**Document text**.
Due to the inherent costs and limitations of testing all weapons, modeling and simulation (M&S) often are used to fill gaps in knowledge from live testing. Sanchez (2017) discusses different design approaches for M&S in her article in this issue of CHANCE. It is also important here because the operational shots have a dual purpose: getting enough live data to both identify problems in operations and support the validation of the modeling and simulation.

The Navy was considering reducing the number of weapons for testing by half. Using experimental design techniques, the test team was able to clearly show that the proposed reduction excluded important aspects of the operational engagements that looked at different target ranges and aspect angles, which could affect success rates.

The reduction in shots could be mitigated by using M&S in those ranges and aspect angles, but doing so requires that the M&S be validated for operational evaluation. Specifically, the usefulness and limitations of the M&S should be characterized, and uncertainty should be quantified to the extent possible by comparing the M&S to live data.

Therefore, the test team conducted a statistical power calculation comparing free-flight data and M&S outcomes using a Fisher’s combined probability test. Their analysis showed that the planned free-flight program provided enough information to validate the M&S at an acceptable level of risk, but cutting the shots in half would not provide adequate information (adequate statistical power) to detect differences between free-flight testing and the M&S. Reducing the number of shots risked mischaracterizing the performance of the weapon in the operational test space by using an inadequately validated model.

Through statistical analysis techniques, the test team was able to clearly discuss the trade-space between the two test designs and determine that the test team should not reduce the existing design because it provided a minimally adequate test for assessing weapon performance and validating the M&S.

Example 2: Efficient Test Plans that Cover the Operational Envelope—F-35 Joint Strike Fighter

Defense systems are often designed to be used in multiple missions, and each of those missions may cover a complex operating space. Being able to cover the full operating environment efficiently is a core challenge of planning a defensible operational test. Gauging the right amount of testing involves more than simply determining the number of test points; equally important is the placement of those points across the region of operability.

[Object location annotation data]
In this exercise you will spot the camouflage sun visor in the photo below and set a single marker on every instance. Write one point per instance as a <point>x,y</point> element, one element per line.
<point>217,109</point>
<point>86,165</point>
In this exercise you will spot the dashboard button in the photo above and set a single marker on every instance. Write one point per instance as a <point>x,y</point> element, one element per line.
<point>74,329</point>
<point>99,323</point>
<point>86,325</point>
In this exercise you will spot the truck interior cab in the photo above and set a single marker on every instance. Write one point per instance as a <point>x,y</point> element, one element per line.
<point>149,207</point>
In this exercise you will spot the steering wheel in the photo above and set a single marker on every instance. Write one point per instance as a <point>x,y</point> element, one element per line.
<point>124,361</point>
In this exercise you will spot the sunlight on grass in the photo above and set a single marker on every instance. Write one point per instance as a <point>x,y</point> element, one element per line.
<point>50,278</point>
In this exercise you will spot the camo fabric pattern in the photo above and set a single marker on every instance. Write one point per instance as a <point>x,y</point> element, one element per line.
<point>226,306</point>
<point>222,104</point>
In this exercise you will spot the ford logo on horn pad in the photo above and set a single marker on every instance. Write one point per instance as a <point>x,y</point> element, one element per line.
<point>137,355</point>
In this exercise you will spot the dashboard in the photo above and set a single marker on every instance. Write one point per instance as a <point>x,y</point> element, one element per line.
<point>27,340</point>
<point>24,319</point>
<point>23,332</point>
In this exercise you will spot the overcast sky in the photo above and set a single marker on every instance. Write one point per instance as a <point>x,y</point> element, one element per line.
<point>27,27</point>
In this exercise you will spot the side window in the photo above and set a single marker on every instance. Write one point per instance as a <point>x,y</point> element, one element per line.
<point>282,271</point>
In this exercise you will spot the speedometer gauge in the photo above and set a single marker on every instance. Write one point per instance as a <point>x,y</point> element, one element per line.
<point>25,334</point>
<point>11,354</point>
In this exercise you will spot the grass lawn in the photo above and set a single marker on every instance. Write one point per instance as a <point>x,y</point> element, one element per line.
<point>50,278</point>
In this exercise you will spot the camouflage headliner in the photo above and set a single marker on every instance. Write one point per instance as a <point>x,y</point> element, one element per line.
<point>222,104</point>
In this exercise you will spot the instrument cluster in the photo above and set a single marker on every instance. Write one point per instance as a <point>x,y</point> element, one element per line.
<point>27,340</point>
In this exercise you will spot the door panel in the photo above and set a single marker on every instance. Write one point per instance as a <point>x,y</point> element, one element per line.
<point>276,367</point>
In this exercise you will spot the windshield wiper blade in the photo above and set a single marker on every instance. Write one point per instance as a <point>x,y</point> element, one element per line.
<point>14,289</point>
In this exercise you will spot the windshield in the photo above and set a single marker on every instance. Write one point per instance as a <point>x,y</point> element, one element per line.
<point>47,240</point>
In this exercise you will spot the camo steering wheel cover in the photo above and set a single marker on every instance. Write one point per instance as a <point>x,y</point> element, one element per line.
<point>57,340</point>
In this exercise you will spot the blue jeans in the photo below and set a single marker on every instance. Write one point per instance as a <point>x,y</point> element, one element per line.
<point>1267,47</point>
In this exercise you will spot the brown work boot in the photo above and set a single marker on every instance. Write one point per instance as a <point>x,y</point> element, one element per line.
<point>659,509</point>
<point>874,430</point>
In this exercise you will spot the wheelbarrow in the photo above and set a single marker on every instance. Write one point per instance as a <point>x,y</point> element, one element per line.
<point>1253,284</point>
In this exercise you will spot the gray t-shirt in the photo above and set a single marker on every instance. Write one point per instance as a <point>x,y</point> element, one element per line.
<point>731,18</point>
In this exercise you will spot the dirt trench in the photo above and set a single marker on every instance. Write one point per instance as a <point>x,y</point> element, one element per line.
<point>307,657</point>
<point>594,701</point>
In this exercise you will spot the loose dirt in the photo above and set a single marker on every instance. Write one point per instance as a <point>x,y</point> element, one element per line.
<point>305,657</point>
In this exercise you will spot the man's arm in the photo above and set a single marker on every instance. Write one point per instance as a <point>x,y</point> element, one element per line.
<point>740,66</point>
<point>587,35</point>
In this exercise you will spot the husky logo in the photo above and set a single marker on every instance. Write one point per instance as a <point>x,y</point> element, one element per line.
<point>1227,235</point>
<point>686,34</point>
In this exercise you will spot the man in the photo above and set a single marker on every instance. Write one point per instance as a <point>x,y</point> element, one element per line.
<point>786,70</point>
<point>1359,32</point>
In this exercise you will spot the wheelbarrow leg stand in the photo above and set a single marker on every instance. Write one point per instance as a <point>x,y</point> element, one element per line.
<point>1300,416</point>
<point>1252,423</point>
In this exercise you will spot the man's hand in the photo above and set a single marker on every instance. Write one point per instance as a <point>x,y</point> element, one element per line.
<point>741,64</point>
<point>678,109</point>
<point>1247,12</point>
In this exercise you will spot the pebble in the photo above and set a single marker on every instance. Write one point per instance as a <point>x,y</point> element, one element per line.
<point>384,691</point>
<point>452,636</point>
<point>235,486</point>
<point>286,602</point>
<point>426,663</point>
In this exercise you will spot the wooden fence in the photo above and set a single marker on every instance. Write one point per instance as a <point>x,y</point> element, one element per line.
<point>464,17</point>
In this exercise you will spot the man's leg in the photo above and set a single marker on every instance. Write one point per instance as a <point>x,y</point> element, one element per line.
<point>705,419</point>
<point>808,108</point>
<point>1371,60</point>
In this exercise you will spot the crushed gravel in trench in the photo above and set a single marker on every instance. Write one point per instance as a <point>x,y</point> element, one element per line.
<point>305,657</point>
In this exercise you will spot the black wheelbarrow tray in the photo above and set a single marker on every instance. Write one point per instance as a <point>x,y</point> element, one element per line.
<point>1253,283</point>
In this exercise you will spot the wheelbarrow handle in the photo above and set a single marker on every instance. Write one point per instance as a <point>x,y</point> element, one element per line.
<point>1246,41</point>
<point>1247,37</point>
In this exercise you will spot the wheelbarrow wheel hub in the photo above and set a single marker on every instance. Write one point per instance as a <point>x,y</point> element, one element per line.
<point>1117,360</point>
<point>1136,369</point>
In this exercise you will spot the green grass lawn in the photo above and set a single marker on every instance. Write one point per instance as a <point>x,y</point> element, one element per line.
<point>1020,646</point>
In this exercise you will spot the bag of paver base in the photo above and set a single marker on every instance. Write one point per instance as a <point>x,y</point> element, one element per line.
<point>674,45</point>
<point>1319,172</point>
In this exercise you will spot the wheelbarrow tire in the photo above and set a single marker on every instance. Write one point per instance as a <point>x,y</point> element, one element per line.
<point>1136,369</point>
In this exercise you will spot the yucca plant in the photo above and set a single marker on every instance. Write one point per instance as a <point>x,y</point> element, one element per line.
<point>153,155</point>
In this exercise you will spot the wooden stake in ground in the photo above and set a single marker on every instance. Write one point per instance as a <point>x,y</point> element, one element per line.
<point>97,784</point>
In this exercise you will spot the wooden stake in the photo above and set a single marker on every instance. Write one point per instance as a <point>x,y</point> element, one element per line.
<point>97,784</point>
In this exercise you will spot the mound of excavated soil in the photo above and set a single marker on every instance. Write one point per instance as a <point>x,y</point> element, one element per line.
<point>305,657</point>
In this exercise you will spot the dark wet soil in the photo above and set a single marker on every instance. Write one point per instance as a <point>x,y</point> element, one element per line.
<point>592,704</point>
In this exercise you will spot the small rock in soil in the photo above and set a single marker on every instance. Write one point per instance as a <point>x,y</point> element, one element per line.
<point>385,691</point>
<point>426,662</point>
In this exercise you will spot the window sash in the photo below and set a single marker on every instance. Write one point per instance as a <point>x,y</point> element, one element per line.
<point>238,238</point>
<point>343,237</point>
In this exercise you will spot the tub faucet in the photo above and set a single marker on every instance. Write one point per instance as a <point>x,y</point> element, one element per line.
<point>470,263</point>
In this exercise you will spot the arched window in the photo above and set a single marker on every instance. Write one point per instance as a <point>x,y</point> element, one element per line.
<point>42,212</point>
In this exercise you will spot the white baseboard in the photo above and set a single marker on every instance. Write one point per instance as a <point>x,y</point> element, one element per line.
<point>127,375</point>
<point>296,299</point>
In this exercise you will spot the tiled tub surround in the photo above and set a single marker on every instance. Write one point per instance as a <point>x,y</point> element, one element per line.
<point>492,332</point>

**Short exercise**.
Answer the following questions using the weapons testing text.
1. By how much was the Navy considering reducing the number of weapons for testing?
2. What test did the test team use in its power calculation comparing free-flight data and M&S outcomes?
3. Which system is named in the heading of Example 2?

**Solution to this exercise**.
1. By half.
2. A Fisher's combined probability test.
3. The F-35 Joint Strike Fighter.